- **Exercise brief**
Reproduce each of the entries below word for word.

- **Records for processing**
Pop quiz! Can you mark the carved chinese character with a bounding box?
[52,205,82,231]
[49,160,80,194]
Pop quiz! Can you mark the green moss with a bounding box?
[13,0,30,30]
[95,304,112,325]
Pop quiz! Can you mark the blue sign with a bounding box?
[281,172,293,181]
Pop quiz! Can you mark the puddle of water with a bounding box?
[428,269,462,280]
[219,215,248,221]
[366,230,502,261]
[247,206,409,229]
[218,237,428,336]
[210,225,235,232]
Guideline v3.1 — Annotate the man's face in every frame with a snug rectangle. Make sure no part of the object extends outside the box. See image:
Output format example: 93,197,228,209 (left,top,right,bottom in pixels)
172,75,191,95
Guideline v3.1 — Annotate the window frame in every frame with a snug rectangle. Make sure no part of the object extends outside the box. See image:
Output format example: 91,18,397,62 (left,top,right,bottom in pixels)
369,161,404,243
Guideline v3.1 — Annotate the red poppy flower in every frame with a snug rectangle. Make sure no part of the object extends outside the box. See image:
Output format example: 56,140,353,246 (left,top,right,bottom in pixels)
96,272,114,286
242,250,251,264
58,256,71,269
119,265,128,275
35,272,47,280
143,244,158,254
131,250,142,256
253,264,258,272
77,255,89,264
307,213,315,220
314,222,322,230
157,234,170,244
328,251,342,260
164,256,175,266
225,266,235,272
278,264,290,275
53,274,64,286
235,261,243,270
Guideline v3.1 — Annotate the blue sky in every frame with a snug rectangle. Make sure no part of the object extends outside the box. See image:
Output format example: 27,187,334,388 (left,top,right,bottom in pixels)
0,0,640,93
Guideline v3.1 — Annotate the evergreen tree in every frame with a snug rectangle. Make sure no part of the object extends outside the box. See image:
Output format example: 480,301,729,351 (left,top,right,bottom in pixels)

- **Completed task**
Pop quiz! Can you mark the carved chinese character with a bounding box?
[52,205,82,231]
[49,160,80,194]
Pop quiz! Can you mark the green moss with a bounding box?
[13,0,30,30]
[95,304,112,325]
Pop quiz! Can you mark the blue sign with a bounding box?
[281,172,293,181]
Pop quiz! Can you mark the puddle of water with a bounding box?
[428,269,462,280]
[219,215,248,221]
[366,230,502,261]
[247,206,409,229]
[218,237,428,336]
[210,225,235,232]
Guideline v3.1 — Annotate the man's face in every frame with a snug rectangle. Make sure no part of the object extends outside the box. See image:
Output format example: 93,197,228,209 (left,top,right,bottom in pixels)
172,75,191,95
Guideline v3.1 — Annotate the window frame in every frame with a snug rectangle. Make sure no part of the object extends outside the box. See image:
Output format example: 91,18,397,62 (left,top,right,bottom in pixels)
369,161,404,243
Guideline v3.1 — Annotate the red poppy flower in every frame with a snug rectangle. Make sure no part of the object extends outside the box. See image:
Output format example: 56,140,353,246 (left,top,right,bottom in pixels)
96,272,114,286
242,250,251,264
58,256,71,269
119,265,128,275
35,272,47,280
143,244,158,254
131,250,142,256
253,264,258,272
77,255,89,264
307,213,315,220
314,222,322,230
157,234,170,244
328,251,342,260
164,256,175,266
225,266,235,272
278,264,290,275
53,274,64,286
235,261,243,270
Guideline v3.1 — Annotate the blue sky in every frame with a snug rectangle. Make sure no part of the object extends outside the box. See image:
Output format example: 27,187,334,388 (left,top,right,bottom in pixels)
0,0,640,93
Guideline v3.1 — Annotate the evergreen tree in every frame with a snug rectangle. Make sure no part of the object extends outside the box. See image:
Output format example: 480,301,729,351 (left,top,right,bottom in pixels)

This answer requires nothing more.